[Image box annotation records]

#####

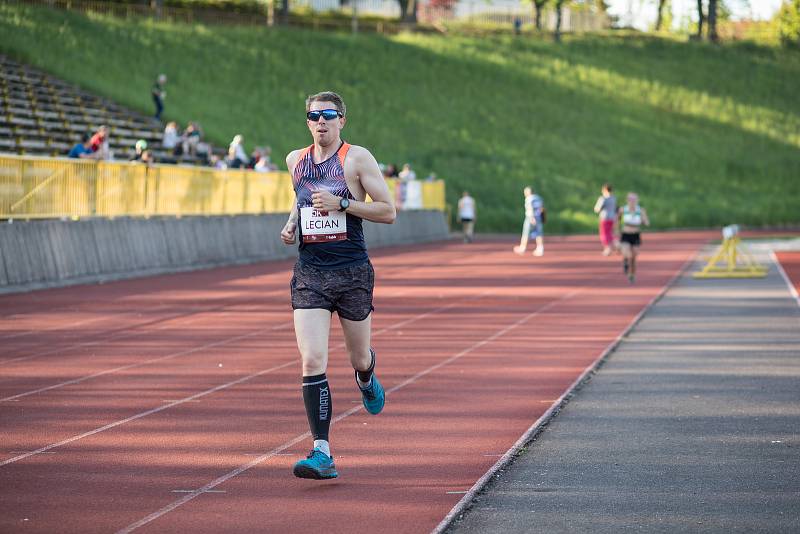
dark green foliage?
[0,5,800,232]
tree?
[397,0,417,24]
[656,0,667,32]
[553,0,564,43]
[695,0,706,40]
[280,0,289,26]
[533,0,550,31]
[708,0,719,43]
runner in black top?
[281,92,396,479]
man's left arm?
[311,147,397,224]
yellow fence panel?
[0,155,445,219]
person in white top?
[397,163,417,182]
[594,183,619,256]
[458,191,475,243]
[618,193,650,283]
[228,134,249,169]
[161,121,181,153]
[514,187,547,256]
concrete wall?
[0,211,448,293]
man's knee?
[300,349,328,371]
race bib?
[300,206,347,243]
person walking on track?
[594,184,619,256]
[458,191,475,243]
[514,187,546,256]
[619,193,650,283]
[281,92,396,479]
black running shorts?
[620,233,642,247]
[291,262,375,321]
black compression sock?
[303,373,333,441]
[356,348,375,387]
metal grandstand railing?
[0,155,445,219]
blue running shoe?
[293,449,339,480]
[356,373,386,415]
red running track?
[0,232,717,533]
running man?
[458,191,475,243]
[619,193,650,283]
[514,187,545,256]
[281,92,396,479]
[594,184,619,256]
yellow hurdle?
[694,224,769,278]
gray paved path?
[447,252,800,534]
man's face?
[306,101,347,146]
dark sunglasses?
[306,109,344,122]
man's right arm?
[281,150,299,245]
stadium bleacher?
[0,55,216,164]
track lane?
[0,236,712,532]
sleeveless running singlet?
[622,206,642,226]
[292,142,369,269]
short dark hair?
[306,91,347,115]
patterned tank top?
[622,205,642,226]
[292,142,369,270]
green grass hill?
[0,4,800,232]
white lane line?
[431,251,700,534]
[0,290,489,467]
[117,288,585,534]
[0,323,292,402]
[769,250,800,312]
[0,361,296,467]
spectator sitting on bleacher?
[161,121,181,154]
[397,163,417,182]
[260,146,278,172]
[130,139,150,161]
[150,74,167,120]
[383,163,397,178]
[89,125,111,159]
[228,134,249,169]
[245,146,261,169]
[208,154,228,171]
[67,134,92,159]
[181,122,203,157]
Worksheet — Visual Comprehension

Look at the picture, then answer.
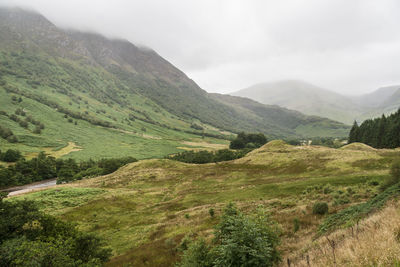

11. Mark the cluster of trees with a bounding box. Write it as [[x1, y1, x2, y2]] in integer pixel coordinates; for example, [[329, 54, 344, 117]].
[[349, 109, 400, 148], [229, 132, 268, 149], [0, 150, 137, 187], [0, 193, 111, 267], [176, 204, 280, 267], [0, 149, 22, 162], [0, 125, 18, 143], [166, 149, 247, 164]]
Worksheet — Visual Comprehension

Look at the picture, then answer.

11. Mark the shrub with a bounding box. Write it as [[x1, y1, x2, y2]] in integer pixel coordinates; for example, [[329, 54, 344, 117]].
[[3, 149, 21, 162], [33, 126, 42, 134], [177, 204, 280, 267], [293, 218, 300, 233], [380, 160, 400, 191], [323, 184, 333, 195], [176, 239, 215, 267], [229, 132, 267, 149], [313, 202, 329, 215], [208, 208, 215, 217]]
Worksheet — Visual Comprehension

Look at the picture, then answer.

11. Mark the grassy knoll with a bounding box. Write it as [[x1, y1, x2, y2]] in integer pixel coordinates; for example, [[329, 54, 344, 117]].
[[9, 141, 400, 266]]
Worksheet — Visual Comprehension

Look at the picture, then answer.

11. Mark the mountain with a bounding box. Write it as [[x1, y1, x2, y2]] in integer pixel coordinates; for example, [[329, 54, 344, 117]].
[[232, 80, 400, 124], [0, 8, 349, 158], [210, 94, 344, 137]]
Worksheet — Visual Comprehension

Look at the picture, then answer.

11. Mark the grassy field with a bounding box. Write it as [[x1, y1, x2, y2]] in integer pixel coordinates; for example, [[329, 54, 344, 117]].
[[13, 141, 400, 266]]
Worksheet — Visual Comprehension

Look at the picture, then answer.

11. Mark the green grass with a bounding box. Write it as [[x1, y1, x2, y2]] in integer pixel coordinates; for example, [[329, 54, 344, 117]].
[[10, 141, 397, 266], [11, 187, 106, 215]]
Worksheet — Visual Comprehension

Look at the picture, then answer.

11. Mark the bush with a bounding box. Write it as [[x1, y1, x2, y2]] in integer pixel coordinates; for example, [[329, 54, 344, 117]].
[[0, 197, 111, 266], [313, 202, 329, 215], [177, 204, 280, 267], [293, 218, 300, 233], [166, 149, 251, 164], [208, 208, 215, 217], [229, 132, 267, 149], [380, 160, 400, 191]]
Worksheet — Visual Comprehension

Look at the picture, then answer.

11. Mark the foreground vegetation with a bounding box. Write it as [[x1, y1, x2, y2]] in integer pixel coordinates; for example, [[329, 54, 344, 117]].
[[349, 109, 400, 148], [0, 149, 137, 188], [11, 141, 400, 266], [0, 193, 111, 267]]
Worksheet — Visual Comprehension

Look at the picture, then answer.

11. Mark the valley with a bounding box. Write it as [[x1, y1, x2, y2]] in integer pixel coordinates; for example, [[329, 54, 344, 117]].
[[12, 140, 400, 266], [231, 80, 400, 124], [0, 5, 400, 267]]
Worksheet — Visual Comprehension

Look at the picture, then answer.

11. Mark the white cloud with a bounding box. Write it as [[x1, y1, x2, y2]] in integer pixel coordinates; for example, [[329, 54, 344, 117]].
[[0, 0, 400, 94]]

#####

What the task requires:
Please rewrite all of these lines with "yellow hurdle" renamed to "track hurdle", keeping everything else the same and leaving out the pictures.

Solution for this task:
dark green foliage?
[0,5,800,232]
tree?
[397,0,417,24]
[656,0,667,32]
[553,0,564,43]
[695,0,706,40]
[280,0,289,26]
[533,0,550,31]
[708,0,719,43]
runner in black top?
[281,92,396,479]
man's left arm?
[311,147,397,224]
yellow fence panel?
[0,155,445,219]
person in white top?
[397,163,417,182]
[594,183,619,256]
[458,191,475,243]
[618,193,650,283]
[228,134,249,169]
[161,121,181,153]
[514,187,547,256]
concrete wall?
[0,211,448,293]
man's knee?
[300,349,328,371]
race bib?
[300,206,347,243]
person walking on track?
[594,184,619,256]
[458,191,475,243]
[514,187,546,256]
[619,193,650,283]
[281,92,396,479]
black running shorts?
[620,233,642,247]
[291,262,375,321]
black compression sock?
[303,373,333,441]
[356,348,375,387]
metal grandstand railing?
[0,155,445,219]
blue running shoe?
[293,449,339,480]
[356,373,386,415]
red running track?
[0,232,717,533]
running man?
[458,191,475,243]
[619,193,650,283]
[514,187,545,256]
[281,92,396,479]
[594,184,619,256]
track hurdle?
[694,224,769,278]
gray paved path?
[447,252,800,534]
man's face?
[306,101,347,146]
dark sunglasses?
[306,109,344,122]
man's right arm?
[281,150,299,245]
stadium bleacher?
[0,55,216,164]
track lane?
[0,236,712,532]
sleeveless running singlet?
[622,206,642,226]
[292,142,369,269]
short dark hair?
[306,91,347,115]
patterned tank top?
[622,205,642,226]
[292,142,369,270]
green grass hill?
[0,4,800,232]
white lane line?
[431,251,700,534]
[0,290,489,467]
[117,288,585,534]
[0,323,292,402]
[769,250,800,312]
[0,361,296,467]
spectator sitting on bleacher?
[161,121,181,154]
[397,163,417,182]
[260,146,278,172]
[130,139,150,161]
[150,74,167,120]
[383,163,397,178]
[89,125,111,159]
[228,134,249,169]
[245,146,261,169]
[208,154,228,171]
[67,134,92,159]
[181,122,203,157]
Worksheet — Visual Comprehension

Look at the picture, then answer.

11. Mark the cluster of trees with a bounding box. Write it as [[x1, y1, x2, y2]] in integer pixel coordinates; for example, [[329, 54, 344, 117]].
[[349, 109, 400, 148], [229, 132, 268, 149], [0, 150, 137, 187], [0, 193, 111, 267], [176, 204, 280, 267], [0, 149, 22, 162], [0, 125, 18, 143], [166, 149, 247, 164]]
Worksheet — Visual Comprehension

Look at the picture, then answer.

11. Mark the shrub with a bounding box. Write it as [[x1, y1, x2, y2]] in integer pixel coordinates; for example, [[329, 54, 344, 117]].
[[3, 149, 21, 162], [33, 126, 42, 134], [177, 204, 280, 267], [293, 218, 300, 233], [380, 160, 400, 191], [323, 184, 333, 195], [176, 239, 215, 267], [229, 132, 267, 149], [313, 202, 329, 215], [208, 208, 215, 217]]
Worksheet — Visual Comprehension

Look at the picture, then answer.

11. Mark the grassy knoll with a bounding box. Write it as [[x1, y1, x2, y2]] in integer pixel coordinates; for example, [[329, 54, 344, 117]].
[[9, 141, 400, 266]]
Worksheet — Visual Comprehension

Look at the picture, then answer.

11. Mark the mountain with a bounding box. Write it as [[x1, y1, x2, y2]] in integer pixel coordinates; for example, [[329, 54, 344, 117]].
[[232, 80, 400, 124], [0, 8, 349, 158], [210, 94, 344, 137]]
Worksheet — Visual Comprehension

Look at the picture, then answer.

11. Mark the grassy field with a bounding box. Write it as [[x1, y1, x2, y2]] in integer pixel coordinates; for example, [[329, 54, 344, 117]].
[[13, 141, 400, 266]]
Worksheet — Visual Comprehension

Look at the picture, then answer.

11. Mark the green grass with a bounding box. Write it as [[x1, y1, x2, y2]] in integer pixel coordinates; for example, [[329, 54, 344, 117]].
[[10, 141, 397, 266], [11, 187, 106, 215]]
Worksheet — Visual Comprehension

Look at the picture, then answer.

11. Mark the bush with a bounding box. Write it as [[x1, y1, x2, y2]] in integer pixel coordinates; for example, [[329, 54, 344, 117]].
[[0, 197, 111, 266], [313, 202, 329, 215], [177, 204, 280, 267], [293, 218, 300, 233], [166, 149, 251, 164], [208, 208, 215, 217], [229, 132, 267, 149], [380, 160, 400, 191]]
Worksheet — Visual Comprehension

Look at the picture, then answer.

11. Mark the foreground vegetation with a bounding box. Write it as [[x1, y1, x2, y2]] in integer pixel coordinates; for example, [[329, 54, 344, 117]].
[[349, 109, 400, 148], [0, 149, 137, 188], [11, 141, 400, 266], [0, 193, 111, 267]]
Worksheet — Visual Comprehension

Look at the picture, then answer.

11. Mark the valley with a bounding box. Write it as [[x1, y1, x2, y2]] in integer pixel coordinates; for example, [[329, 54, 344, 117]].
[[12, 140, 400, 266], [231, 80, 400, 124], [0, 5, 400, 267]]
Worksheet — Visual Comprehension

Look at the picture, then answer.

11. Mark the white cloud with a bounding box. Write it as [[x1, y1, x2, y2]] in integer pixel coordinates; for example, [[329, 54, 344, 117]].
[[0, 0, 400, 94]]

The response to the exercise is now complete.